Challenge 1 | Update the records starting with the line containing "# point at: snow" and going on through the line containing "x=507, y=185", replacing every occurrence of "hawk" with "falcon" and leaving everything else unchanged. Return only those lines.

--- start Excerpt ---

Exit Strategy

Lead Image Credit - CapperPeter Eriksen examines how new technology can be used to increase runway capacity in situations where new infrastructure is difficult to build

Many airports are suffering from lack of sufficient runway capacity. In particular airports in the core area of Europe are struggling to increase runway throughput in order to meet future demand.

When airports fill up, airlines use bigger and bigger aircraft to accommodate demand. A clear example is the number of A380s planned to operate into London Heathrow, Frankfurt and Paris Charles De Gaulle. Bigger aircraft take up more space, require more Wake Vortex separation and need more time on the runway, so even maintaining the current runway throughput is a big challenge that require changes to current practices.

Airports, airlines, not to mention travelers, are suffering more and more from airports operating very close to their theoretical maximum capacity. Operations become less optimised, more expensive and the effect spreads to the entire network.

This situation worsens as more airports will meet their capacity limit in the coming years and the bottleneck is the runway more than any other factor.

Building a new runway in a populated area is very difficult, if not impossible, due to environmental or physical constraints. Airports have often been surrounded by populated areas, leading to solutions that are full of compromises and far from optimal, if a new runway finally is build.

Examples in Europe are Amsterdam Schiphol, where very long taxi distances lead to high emission and increased cost for the operators, or Frankfurt where the new runway only provides a limited capacity gain. But these airports at least managed to get a new runway constructed. The situation is worse in other areas of Europe, where the situation seems to be stuck and no solution at all can be agreed upon, such as for example the London area or Munich.

Better use of existing infrastructure: The only other possible solution is then to get more out of the existing infrastructure, even if that also can meet environmental constraints.

Most airports have already increased the number of runway entries and exits to the maximum. This is an expensive process, but can normally be done without too much external interference.

When you consider the number of aircraft you can manage on a given runway, you need to look at the spacing or separation between the succeeding departing and arriving aircraft. Four main criteria need to be addressed:  Runway Occupancy Time, Radar Separation on final approach and initial departure phase, Wake Vortex Separation and Performance limitations on the navigation infrastructure.

In principle, the most constraining of the four criteria will determine the required spacing between a given pair of aircraft.

There are two possible ways to reduce the spacing between a pair of aircraft. A reduction of the required separation, e.g. radar separation or Wake Vortex separation normally will lead to an increase in runway throughput, and this is going to happen in the future.

It is however also interesting to consider the buffers applied in the spacing, the ‘too much and not required’ spacing between two aircraft, why we have these buffers and how they can be reduced.

Reduction of separation minima: Optimisation of Wake Vortex separation, Time Based Spacing (TBS) and reduced Radar Separation on final approach is being addressed in the SESAR Research activities as well as in the ICAO RECAT activities. I will not go too much into details about this work here.

--- end Excerpt ---

Challenge 2 |
Answer these questions about the runway capacity article:
(a) Which three airports does it name as places where A380s are planned to operate?
(b) What problem does it describe at Amsterdam Schiphol?
(c) In which activities is reduction of separation minima being addressed?

--- start Supplied material ---

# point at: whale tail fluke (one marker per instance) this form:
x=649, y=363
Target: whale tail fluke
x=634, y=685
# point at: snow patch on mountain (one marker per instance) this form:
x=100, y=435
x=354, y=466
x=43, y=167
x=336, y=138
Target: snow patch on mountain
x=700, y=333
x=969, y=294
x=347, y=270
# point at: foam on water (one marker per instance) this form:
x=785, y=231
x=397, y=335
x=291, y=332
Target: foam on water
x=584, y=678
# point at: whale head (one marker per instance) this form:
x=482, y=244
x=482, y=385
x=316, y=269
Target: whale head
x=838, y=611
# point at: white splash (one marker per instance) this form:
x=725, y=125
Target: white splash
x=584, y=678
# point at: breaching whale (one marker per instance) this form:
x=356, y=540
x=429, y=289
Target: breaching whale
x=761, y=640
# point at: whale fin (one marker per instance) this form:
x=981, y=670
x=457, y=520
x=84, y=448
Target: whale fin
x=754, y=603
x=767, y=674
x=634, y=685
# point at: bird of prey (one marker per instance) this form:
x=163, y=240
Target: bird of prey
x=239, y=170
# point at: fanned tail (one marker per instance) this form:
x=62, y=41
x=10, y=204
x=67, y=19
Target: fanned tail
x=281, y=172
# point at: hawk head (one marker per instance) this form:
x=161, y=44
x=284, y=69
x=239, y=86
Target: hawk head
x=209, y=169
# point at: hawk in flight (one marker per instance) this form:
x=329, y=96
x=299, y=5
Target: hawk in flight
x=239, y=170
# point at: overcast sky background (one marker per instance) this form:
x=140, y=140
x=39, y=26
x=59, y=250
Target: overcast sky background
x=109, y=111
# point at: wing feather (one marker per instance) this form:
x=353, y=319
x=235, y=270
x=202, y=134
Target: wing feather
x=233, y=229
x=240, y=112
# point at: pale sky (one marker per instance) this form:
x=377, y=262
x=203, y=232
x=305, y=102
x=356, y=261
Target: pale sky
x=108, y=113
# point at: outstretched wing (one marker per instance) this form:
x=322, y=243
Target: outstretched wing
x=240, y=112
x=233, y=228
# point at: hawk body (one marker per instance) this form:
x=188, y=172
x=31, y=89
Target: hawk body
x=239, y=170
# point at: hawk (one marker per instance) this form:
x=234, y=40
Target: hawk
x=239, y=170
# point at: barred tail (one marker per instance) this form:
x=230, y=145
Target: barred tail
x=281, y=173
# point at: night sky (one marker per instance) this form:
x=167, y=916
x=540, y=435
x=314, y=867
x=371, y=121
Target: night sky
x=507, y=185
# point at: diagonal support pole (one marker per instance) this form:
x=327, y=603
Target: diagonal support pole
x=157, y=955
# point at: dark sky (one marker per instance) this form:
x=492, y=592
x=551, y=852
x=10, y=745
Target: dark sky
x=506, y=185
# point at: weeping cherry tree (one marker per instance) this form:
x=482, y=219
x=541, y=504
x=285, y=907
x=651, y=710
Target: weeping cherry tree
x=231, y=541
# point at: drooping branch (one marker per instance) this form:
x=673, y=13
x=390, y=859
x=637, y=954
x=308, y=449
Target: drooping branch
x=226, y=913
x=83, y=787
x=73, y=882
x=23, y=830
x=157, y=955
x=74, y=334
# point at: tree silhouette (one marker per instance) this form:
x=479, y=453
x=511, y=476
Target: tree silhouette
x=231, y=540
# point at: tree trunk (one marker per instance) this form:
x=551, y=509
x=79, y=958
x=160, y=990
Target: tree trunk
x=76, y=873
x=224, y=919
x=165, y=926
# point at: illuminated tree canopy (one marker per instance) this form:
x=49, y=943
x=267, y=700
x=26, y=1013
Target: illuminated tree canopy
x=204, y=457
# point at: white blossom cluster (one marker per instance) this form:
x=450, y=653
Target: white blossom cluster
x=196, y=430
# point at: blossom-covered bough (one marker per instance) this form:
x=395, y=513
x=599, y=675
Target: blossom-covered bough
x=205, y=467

--- end Supplied material ---

Right answer 1 |
# point at: snow patch on mountain (one marker per instance) this form:
x=100, y=435
x=354, y=466
x=43, y=167
x=336, y=138
Target: snow patch on mountain
x=700, y=333
x=969, y=294
x=347, y=270
# point at: foam on water (one marker per instance) this form:
x=785, y=231
x=397, y=335
x=291, y=332
Target: foam on water
x=584, y=678
# point at: whale head (one marker per instance) this form:
x=482, y=244
x=482, y=385
x=316, y=269
Target: whale head
x=838, y=611
# point at: white splash (one marker per instance) this form:
x=725, y=125
Target: white splash
x=584, y=678
# point at: breaching whale (one marker per instance) this form:
x=356, y=540
x=429, y=289
Target: breaching whale
x=761, y=640
# point at: whale fin (one marker per instance) this form:
x=981, y=670
x=457, y=520
x=84, y=448
Target: whale fin
x=754, y=603
x=767, y=674
x=634, y=685
# point at: bird of prey (one marker per instance) this form:
x=163, y=240
Target: bird of prey
x=239, y=170
# point at: fanned tail (one marker per instance) this form:
x=62, y=41
x=10, y=204
x=67, y=19
Target: fanned tail
x=281, y=172
# point at: falcon head (one marker per instance) this form:
x=161, y=44
x=284, y=69
x=239, y=86
Target: falcon head
x=209, y=169
# point at: falcon in flight (one marker per instance) this form:
x=329, y=96
x=299, y=5
Target: falcon in flight
x=239, y=170
# point at: overcast sky background (one marker per instance) this form:
x=140, y=140
x=39, y=26
x=59, y=250
Target: overcast sky background
x=109, y=111
# point at: wing feather (one marker per instance) this form:
x=353, y=319
x=235, y=270
x=202, y=134
Target: wing feather
x=233, y=229
x=240, y=112
# point at: pale sky (one marker per instance) this form:
x=377, y=262
x=203, y=232
x=305, y=102
x=356, y=261
Target: pale sky
x=108, y=113
# point at: outstretched wing (one marker per instance) this form:
x=322, y=243
Target: outstretched wing
x=240, y=112
x=233, y=228
# point at: falcon body (one marker per instance) this form:
x=188, y=172
x=31, y=89
Target: falcon body
x=239, y=170
# point at: falcon (one marker per instance) this form:
x=234, y=40
Target: falcon
x=239, y=170
# point at: barred tail (one marker per instance) this form:
x=230, y=145
Target: barred tail
x=281, y=173
# point at: night sky (one marker per instance) this form:
x=167, y=916
x=540, y=435
x=314, y=867
x=371, y=121
Target: night sky
x=507, y=185

Right answer 2 |
(a) London Heathrow, Frankfurt and Paris Charles De Gaulle.
(b) Very long taxi distances lead to high emission and increased cost for the operators.
(c) In the SESAR Research activities and the ICAO RECAT activities.